• HOW TO COMPLETE THIS TASK: Return the complete listing that follows, with each line reproduced exactly.
---- DATASET EXTRACT
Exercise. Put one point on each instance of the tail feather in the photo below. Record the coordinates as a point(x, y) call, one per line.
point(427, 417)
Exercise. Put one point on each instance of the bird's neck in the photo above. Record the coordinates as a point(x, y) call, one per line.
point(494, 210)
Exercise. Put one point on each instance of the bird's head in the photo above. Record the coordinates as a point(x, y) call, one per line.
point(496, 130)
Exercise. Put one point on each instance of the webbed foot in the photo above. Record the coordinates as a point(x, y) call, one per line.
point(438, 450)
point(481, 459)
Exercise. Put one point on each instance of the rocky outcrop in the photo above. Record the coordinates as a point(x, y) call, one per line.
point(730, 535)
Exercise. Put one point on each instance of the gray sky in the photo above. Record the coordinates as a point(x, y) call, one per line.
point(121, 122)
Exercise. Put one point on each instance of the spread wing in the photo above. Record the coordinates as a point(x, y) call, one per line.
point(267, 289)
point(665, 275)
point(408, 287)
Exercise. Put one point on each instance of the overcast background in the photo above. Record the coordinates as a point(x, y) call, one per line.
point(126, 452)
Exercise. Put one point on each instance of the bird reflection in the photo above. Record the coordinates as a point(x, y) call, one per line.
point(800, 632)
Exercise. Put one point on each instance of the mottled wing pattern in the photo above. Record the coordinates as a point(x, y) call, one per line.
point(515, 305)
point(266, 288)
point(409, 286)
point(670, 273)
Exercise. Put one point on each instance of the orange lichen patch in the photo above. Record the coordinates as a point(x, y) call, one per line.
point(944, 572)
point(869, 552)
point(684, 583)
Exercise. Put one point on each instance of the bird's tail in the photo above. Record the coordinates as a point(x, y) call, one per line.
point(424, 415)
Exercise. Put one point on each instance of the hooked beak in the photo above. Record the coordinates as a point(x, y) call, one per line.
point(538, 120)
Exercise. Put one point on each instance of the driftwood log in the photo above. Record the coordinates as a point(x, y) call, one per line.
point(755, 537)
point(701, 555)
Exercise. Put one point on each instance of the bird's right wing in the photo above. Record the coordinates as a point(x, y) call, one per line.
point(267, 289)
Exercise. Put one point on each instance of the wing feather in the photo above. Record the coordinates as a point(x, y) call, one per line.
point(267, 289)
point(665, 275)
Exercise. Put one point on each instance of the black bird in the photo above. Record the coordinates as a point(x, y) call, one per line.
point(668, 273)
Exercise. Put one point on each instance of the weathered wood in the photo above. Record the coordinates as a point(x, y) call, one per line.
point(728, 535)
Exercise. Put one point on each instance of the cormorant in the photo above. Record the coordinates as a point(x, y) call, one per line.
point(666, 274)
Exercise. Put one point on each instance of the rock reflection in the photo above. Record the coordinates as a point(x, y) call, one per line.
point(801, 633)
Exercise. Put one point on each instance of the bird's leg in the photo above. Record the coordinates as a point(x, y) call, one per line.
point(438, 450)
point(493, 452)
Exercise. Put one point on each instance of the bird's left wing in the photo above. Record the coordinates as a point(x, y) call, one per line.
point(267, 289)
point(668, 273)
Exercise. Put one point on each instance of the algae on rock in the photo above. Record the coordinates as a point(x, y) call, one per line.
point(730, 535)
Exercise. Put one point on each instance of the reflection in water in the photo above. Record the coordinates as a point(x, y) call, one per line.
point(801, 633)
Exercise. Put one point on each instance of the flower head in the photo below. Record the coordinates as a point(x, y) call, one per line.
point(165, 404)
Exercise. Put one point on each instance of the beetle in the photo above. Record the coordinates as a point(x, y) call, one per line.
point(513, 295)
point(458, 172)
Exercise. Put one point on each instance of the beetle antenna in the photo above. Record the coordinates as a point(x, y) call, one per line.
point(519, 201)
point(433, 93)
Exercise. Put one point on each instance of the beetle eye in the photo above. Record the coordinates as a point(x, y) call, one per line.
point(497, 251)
--------
• WRITTEN RESPONSE:
Exercise. Put one point on each instance of the tail feather in the photo below. Record the coordinates as a point(x, y) call, one per line.
point(427, 417)
Exercise. Put one point on each instance of the bird's neck in the photo above. Record the coordinates as a point(x, y) call, one per line.
point(494, 210)
Exercise. Put one point on each instance of the bird's head in the photo above. Record the coordinates as a point(x, y) call, one per line.
point(496, 130)
Exercise. Put one point on each instance of the webbed foot in the photo above. Record the coordinates as a point(x, y) call, one per line.
point(438, 450)
point(481, 459)
Exercise. Put one point on each instance of the rocky outcrop in the photo above. Record the coordinates as a point(x, y) call, one per line.
point(730, 535)
Exercise. Put one point on each instance of the gray sky in the photo above. Record the coordinates as a point(x, y) call, one per line.
point(121, 122)
Exercise. Put one point on each instance of the spread wing in the photo above. Record the coordinates as a point(x, y) call, one per line.
point(267, 289)
point(665, 275)
point(408, 287)
Exercise. Put one point on each instance of the overcast background in the photo above. Record the coordinates as a point(x, y) call, one per line.
point(126, 452)
Exercise. Put one point on each instance of the bird reflection in the photo above. Record the coordinates as a point(x, y) call, one per line.
point(800, 632)
Exercise. Put one point on each instance of the mottled wing pattern in the photo above. Record the coordinates as a point(x, y) call, one per line.
point(515, 305)
point(266, 288)
point(409, 286)
point(670, 273)
Exercise. Put one point on each instance of the orange lichen patch in the photo above. Record the coordinates as a point(x, y) call, one per line.
point(944, 572)
point(869, 552)
point(684, 583)
Exercise. Put one point on each instance of the bird's tail in the photo above. Record the coordinates as a point(x, y) call, one per line.
point(424, 415)
Exercise. Put one point on each instance of the hooked beak in the photo above. Record the coordinates as a point(x, y) call, one per line.
point(538, 120)
Exercise. Put one point on each instance of the driftwood log in the photo above. Record the coordinates as a point(x, y) call, one per line.
point(755, 537)
point(701, 555)
Exercise. Put one point on each instance of the bird's right wing in the photo above. Record the coordinates as a point(x, y) call, one per line.
point(267, 289)
Exercise. Put one point on each instance of the wing feather in the photo above. Record the coordinates as a point(x, y) call, one per line.
point(267, 289)
point(665, 275)
Exercise. Put one point on each instance of the black bird in the photo above. Record the coordinates as a point(x, y) call, one per line.
point(668, 273)
Exercise. Put one point on each instance of the weathered wood in the photo above. Record the coordinates as a point(x, y) call, one per line.
point(728, 535)
Exercise. Put one point on each instance of the cormorant in the photo above. Record the coordinates as a point(x, y) call, one per line.
point(666, 274)
Exercise. Put one point on each instance of the rock reflection in the photo above. Record the coordinates as a point(x, y) call, one per line.
point(801, 633)
Exercise. Put one point on each instance of the bird's leg in the photo above. Record the coordinates as a point(x, y) call, one per line.
point(438, 450)
point(493, 452)
Exercise. Put one point on each instance of the bird's left wing in the photo above. Record the coordinates as a point(x, y) call, one per line.
point(267, 289)
point(668, 273)
Exercise. Put one point on each instance of the algae on rock in the photo above. Record the coordinates as a point(x, y) call, one per line.
point(730, 535)
Exercise. Put one point on each instance of the reflection in water in the photo above. Record the coordinates as a point(x, y) call, one per line.
point(801, 633)
Exercise. Put one point on each instance of the flower head in the photo below. Record the coordinates as a point(x, y) call, one per line.
point(165, 404)
Exercise. Put one point on each instance of the beetle in the photo above. Record the coordinates as a point(x, y) call, one per line.
point(513, 295)
point(458, 172)
Exercise. Put one point on each instance of the beetle antenna in the photo above. Record the coordinates as a point(x, y) call, one per line.
point(519, 201)
point(433, 93)
Exercise. Put one point on each instance of the beetle eye in the photo above. Record the coordinates as a point(x, y) call, one per line.
point(497, 251)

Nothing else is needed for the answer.